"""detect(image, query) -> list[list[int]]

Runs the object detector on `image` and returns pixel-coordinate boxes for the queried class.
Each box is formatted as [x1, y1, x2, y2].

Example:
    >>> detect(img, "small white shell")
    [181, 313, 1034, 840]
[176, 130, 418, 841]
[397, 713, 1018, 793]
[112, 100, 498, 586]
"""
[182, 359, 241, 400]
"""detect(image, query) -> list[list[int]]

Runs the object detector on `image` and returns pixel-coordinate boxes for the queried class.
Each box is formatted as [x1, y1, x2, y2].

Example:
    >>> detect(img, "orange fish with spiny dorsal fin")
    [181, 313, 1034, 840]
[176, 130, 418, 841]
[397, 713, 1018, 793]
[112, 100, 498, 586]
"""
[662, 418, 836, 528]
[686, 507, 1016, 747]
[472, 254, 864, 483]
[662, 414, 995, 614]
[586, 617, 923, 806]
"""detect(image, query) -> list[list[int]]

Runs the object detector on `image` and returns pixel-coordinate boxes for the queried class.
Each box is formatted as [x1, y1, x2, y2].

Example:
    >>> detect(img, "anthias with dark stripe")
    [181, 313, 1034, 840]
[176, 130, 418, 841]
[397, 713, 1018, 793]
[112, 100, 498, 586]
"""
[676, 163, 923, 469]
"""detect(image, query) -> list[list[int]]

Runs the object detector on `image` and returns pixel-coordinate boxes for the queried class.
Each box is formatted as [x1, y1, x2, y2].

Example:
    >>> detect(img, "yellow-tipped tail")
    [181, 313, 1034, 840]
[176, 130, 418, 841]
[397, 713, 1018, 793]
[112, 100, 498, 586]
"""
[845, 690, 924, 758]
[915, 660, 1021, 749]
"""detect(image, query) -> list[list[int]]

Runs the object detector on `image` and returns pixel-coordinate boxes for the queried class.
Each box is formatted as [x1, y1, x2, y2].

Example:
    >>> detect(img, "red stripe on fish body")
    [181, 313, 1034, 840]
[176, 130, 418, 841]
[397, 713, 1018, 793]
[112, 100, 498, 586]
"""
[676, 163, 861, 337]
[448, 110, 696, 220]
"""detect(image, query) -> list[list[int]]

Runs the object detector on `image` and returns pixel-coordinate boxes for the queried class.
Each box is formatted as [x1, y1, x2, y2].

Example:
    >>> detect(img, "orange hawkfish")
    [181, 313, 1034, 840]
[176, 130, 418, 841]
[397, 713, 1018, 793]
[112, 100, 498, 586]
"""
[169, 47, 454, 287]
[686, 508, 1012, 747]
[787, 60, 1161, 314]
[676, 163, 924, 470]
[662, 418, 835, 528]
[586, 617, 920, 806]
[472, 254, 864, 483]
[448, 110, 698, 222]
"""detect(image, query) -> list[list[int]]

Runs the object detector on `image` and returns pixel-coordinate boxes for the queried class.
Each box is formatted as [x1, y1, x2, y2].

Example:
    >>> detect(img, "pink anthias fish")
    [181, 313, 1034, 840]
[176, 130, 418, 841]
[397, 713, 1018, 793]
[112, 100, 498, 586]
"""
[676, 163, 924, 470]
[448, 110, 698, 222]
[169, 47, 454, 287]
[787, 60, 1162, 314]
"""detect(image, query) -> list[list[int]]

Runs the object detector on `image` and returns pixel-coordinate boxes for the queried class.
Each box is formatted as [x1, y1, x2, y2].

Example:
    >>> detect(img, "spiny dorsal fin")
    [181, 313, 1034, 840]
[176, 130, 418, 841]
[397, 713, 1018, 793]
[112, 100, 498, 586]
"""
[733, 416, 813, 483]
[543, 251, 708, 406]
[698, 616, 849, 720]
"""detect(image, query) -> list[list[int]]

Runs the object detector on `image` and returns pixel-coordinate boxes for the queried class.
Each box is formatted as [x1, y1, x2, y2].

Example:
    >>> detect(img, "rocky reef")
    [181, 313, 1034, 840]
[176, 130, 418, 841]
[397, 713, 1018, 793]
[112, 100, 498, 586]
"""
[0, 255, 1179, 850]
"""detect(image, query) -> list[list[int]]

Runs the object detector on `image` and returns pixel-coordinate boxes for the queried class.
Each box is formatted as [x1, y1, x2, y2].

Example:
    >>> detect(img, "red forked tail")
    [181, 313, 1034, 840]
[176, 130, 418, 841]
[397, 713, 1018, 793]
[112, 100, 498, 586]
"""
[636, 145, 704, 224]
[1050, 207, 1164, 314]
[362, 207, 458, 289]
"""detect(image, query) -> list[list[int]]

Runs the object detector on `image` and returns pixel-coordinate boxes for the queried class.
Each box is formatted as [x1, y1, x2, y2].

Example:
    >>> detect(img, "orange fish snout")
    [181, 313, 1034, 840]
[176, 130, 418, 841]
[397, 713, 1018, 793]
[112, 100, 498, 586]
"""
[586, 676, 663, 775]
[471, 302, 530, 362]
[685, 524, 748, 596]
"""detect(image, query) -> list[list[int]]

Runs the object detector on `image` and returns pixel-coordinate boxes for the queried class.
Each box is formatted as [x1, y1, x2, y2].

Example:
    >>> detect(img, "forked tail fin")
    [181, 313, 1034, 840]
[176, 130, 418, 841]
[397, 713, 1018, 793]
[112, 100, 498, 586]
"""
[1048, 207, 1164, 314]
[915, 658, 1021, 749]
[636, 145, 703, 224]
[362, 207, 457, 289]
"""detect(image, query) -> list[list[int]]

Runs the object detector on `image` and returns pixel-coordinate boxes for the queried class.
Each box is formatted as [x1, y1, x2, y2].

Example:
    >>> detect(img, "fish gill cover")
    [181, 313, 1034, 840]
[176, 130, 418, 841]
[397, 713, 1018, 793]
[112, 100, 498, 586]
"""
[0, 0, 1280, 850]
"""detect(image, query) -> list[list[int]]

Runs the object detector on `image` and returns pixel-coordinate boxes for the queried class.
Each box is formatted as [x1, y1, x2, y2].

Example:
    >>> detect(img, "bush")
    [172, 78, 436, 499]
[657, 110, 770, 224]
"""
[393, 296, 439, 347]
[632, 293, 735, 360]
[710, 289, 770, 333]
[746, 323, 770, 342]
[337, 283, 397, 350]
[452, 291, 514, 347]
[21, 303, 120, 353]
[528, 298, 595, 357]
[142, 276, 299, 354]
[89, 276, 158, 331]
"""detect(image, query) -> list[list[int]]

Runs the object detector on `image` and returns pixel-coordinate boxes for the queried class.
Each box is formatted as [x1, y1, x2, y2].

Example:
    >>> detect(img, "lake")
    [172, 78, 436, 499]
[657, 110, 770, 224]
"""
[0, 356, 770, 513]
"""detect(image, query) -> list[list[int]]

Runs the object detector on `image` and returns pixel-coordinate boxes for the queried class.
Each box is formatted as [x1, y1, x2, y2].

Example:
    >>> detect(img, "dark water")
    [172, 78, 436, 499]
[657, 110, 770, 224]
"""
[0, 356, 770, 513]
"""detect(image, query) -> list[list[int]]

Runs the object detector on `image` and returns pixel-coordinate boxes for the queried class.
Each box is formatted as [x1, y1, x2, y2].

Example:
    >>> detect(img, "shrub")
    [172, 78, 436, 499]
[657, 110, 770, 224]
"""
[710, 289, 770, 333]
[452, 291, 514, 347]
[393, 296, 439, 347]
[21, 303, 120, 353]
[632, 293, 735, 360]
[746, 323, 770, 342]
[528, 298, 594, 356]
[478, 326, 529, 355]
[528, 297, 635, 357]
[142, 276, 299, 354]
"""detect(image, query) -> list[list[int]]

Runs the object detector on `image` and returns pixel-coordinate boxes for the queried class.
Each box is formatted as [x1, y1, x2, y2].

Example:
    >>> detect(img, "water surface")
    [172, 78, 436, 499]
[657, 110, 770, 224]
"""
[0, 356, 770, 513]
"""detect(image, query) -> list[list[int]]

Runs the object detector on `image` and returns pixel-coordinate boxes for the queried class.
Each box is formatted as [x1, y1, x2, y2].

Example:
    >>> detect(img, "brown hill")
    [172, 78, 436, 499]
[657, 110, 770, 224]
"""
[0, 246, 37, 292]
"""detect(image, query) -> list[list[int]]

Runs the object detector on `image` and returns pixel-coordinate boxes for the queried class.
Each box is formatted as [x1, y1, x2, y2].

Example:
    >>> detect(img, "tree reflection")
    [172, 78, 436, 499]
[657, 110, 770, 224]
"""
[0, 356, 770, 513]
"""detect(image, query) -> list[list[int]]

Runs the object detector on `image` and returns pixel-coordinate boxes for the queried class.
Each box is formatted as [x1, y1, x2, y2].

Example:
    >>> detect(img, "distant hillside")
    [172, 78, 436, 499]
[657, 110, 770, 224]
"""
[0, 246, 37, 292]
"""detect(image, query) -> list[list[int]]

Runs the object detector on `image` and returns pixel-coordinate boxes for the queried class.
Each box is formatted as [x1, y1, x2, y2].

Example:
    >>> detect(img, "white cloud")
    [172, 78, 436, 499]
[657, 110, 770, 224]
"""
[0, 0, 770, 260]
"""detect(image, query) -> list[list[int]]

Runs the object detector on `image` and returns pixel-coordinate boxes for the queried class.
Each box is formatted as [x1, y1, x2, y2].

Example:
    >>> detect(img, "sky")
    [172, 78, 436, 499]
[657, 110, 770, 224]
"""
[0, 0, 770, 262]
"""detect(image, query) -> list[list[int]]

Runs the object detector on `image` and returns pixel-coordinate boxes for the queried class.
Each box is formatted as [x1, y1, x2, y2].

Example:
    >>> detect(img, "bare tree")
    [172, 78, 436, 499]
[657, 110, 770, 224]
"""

> [STATED PROBLEM]: Count how many lines of the records above contain the string "dorsal", with case counting. Reply with the number alone.

> [RESULT OF THE TASK]: 2